Data listing:
[start]
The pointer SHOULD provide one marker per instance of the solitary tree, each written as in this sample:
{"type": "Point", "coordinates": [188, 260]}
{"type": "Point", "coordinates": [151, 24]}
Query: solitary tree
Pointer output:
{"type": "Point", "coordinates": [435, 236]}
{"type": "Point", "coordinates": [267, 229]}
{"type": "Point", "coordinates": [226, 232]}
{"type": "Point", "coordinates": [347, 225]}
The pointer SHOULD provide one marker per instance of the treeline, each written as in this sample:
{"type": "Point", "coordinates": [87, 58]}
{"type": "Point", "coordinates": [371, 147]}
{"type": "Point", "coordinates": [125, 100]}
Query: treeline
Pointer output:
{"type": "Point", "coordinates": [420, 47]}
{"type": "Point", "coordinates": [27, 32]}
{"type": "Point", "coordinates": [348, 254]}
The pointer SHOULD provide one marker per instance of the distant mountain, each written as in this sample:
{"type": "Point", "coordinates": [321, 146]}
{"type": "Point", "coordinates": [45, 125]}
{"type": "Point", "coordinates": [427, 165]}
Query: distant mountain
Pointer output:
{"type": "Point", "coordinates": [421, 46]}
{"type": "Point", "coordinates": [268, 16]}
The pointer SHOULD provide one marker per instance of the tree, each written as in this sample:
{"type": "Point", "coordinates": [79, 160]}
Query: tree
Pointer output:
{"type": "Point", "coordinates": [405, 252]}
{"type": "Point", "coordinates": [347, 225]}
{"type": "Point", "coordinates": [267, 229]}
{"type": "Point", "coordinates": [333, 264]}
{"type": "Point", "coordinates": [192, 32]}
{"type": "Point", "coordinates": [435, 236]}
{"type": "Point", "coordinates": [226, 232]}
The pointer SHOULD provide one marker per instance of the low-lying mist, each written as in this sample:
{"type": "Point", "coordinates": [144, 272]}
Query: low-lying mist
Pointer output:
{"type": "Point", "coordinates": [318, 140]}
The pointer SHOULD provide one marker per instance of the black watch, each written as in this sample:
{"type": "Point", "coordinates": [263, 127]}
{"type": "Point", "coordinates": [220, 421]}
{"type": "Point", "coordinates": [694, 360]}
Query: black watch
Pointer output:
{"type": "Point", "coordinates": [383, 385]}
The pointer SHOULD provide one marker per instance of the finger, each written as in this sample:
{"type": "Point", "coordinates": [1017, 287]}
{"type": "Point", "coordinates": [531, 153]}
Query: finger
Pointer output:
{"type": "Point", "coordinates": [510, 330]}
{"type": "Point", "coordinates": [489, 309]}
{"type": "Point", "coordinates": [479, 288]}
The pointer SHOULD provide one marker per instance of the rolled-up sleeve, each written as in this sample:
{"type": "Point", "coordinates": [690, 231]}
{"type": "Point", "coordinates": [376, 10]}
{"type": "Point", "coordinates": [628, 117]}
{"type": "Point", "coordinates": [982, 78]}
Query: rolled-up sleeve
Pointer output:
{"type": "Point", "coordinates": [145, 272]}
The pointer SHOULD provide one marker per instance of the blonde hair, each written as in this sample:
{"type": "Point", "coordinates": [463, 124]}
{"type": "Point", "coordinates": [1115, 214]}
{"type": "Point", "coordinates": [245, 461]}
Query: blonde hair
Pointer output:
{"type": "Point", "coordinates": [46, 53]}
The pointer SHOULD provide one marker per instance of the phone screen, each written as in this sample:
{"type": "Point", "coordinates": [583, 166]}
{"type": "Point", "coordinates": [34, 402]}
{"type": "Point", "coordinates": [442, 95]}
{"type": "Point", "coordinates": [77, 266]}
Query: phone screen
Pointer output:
[end]
Given request:
Copy out the whole listing, exactly as written.

Response to the exercise:
The pointer SHOULD provide one marker per instance of the solitary tree, each written as in this sample:
{"type": "Point", "coordinates": [188, 260]}
{"type": "Point", "coordinates": [151, 24]}
Query: solitary tree
Pointer output:
{"type": "Point", "coordinates": [435, 236]}
{"type": "Point", "coordinates": [267, 229]}
{"type": "Point", "coordinates": [226, 232]}
{"type": "Point", "coordinates": [347, 225]}
The pointer SHOULD provide one marker per instance of the treeline, each written as in this sample:
{"type": "Point", "coordinates": [87, 58]}
{"type": "Point", "coordinates": [371, 147]}
{"type": "Point", "coordinates": [125, 100]}
Query: treeline
Pointer output:
{"type": "Point", "coordinates": [420, 47]}
{"type": "Point", "coordinates": [27, 32]}
{"type": "Point", "coordinates": [348, 254]}
The pointer SHOULD provide one marker per instance of the distant mountain, each written as in this sample:
{"type": "Point", "coordinates": [321, 146]}
{"type": "Point", "coordinates": [45, 125]}
{"type": "Point", "coordinates": [427, 165]}
Query: distant mountain
Pointer output:
{"type": "Point", "coordinates": [421, 46]}
{"type": "Point", "coordinates": [268, 16]}
The pointer SHOULD provide one marker per instance of the tree, each written as in this sample:
{"type": "Point", "coordinates": [79, 160]}
Query: tree
Pointer output:
{"type": "Point", "coordinates": [405, 252]}
{"type": "Point", "coordinates": [347, 225]}
{"type": "Point", "coordinates": [267, 229]}
{"type": "Point", "coordinates": [333, 264]}
{"type": "Point", "coordinates": [192, 32]}
{"type": "Point", "coordinates": [435, 236]}
{"type": "Point", "coordinates": [226, 232]}
The pointer SHOULD provide one marker per instance of the low-lying mist, each written as in this sample:
{"type": "Point", "coordinates": [144, 272]}
Query: low-lying mist
Pointer output:
{"type": "Point", "coordinates": [318, 140]}
The pointer SHOULD provide one marker per instance of the black watch, each written as in this sample:
{"type": "Point", "coordinates": [263, 127]}
{"type": "Point", "coordinates": [220, 421]}
{"type": "Point", "coordinates": [694, 360]}
Query: black watch
Pointer output:
{"type": "Point", "coordinates": [383, 385]}
The pointer SHOULD provide one marker per instance of the finger, each written as in this sample:
{"type": "Point", "coordinates": [1017, 287]}
{"type": "Point", "coordinates": [531, 153]}
Query: finger
Pointer output:
{"type": "Point", "coordinates": [510, 330]}
{"type": "Point", "coordinates": [489, 309]}
{"type": "Point", "coordinates": [479, 288]}
The pointer SHOULD provide one marker per instance of the rolled-up sleeve, each written as in this sample:
{"type": "Point", "coordinates": [690, 231]}
{"type": "Point", "coordinates": [376, 10]}
{"type": "Point", "coordinates": [628, 117]}
{"type": "Point", "coordinates": [982, 78]}
Query: rolled-up sleeve
Pointer output:
{"type": "Point", "coordinates": [145, 272]}
The pointer SHOULD provide one marker per instance of the blonde hair, each written as in this sample:
{"type": "Point", "coordinates": [463, 124]}
{"type": "Point", "coordinates": [1115, 214]}
{"type": "Point", "coordinates": [245, 461]}
Query: blonde hair
Pointer output:
{"type": "Point", "coordinates": [46, 53]}
The pointer SHOULD provide one marker per instance of the phone screen, each written as in this sample:
{"type": "Point", "coordinates": [583, 166]}
{"type": "Point", "coordinates": [34, 402]}
{"type": "Point", "coordinates": [442, 95]}
{"type": "Point", "coordinates": [77, 266]}
Query: phone screen
Pointer output:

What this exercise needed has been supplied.